> [Annotated coordinate records]:
__________________________________________________

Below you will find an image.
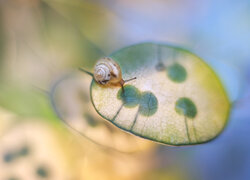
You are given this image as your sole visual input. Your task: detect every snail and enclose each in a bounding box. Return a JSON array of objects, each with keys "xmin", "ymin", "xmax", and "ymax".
[{"xmin": 80, "ymin": 57, "xmax": 136, "ymax": 89}]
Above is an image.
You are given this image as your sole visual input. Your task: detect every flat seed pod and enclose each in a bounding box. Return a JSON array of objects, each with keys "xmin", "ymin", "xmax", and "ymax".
[
  {"xmin": 91, "ymin": 43, "xmax": 230, "ymax": 145},
  {"xmin": 50, "ymin": 72, "xmax": 154, "ymax": 153}
]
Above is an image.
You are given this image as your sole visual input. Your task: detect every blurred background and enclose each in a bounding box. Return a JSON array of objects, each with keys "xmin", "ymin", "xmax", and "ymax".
[{"xmin": 0, "ymin": 0, "xmax": 250, "ymax": 180}]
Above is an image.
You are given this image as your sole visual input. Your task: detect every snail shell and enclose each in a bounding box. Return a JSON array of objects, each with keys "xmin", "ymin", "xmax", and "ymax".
[{"xmin": 94, "ymin": 57, "xmax": 124, "ymax": 85}]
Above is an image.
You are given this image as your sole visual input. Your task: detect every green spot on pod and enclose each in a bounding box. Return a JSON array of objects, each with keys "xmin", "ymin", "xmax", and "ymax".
[
  {"xmin": 167, "ymin": 63, "xmax": 187, "ymax": 83},
  {"xmin": 175, "ymin": 97, "xmax": 197, "ymax": 118},
  {"xmin": 117, "ymin": 85, "xmax": 141, "ymax": 108},
  {"xmin": 139, "ymin": 92, "xmax": 158, "ymax": 116}
]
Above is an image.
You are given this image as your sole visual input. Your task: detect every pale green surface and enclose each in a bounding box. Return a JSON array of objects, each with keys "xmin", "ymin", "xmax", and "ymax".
[{"xmin": 91, "ymin": 43, "xmax": 230, "ymax": 145}]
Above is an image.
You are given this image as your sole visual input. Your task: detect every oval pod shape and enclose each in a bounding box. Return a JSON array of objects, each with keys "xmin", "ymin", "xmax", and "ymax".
[{"xmin": 91, "ymin": 43, "xmax": 230, "ymax": 145}]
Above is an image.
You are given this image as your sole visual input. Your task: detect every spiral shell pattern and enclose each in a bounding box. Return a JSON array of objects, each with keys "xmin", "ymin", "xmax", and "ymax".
[{"xmin": 94, "ymin": 57, "xmax": 121, "ymax": 85}]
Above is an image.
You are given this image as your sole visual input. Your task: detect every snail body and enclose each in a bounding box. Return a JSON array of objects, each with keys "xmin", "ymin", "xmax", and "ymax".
[{"xmin": 94, "ymin": 57, "xmax": 124, "ymax": 86}]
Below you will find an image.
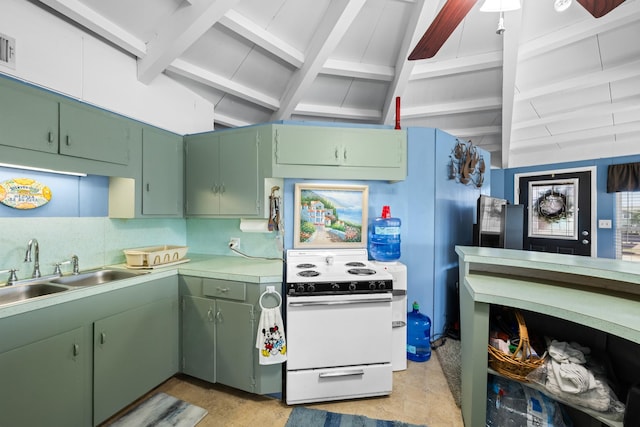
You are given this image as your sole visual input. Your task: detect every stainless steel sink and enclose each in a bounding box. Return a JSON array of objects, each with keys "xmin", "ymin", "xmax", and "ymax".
[
  {"xmin": 50, "ymin": 269, "xmax": 147, "ymax": 286},
  {"xmin": 0, "ymin": 283, "xmax": 69, "ymax": 305}
]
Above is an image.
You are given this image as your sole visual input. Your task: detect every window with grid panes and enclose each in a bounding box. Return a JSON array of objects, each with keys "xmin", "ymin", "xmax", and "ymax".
[{"xmin": 616, "ymin": 191, "xmax": 640, "ymax": 262}]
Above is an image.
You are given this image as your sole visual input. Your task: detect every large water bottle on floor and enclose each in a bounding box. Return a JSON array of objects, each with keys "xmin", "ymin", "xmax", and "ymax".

__________________________________________________

> [CHALLENGE]: Collect each line of the records that contains the string "snail". Case counts, so only lines with that exact capitalization qualify.

> [WRITTEN ANSWER]:
You are given this image as your sole visual input. Your task: detect every snail and enclose each in a bounding box. Return a JSON array of objects, each with keys "xmin", "ymin", "xmax", and "ymax".
You are given this image as your sole visual input. Your task: detect every snail shell and enclose each in a bounding box. Return a JSON array of objects, each with keys "xmin", "ymin", "xmax", and "ymax".
You are given this image as your sole visual input. Your task: detect every snail body and enclose each in a bounding box. Return a JSON array of objects, each with keys "xmin", "ymin", "xmax", and "ymax".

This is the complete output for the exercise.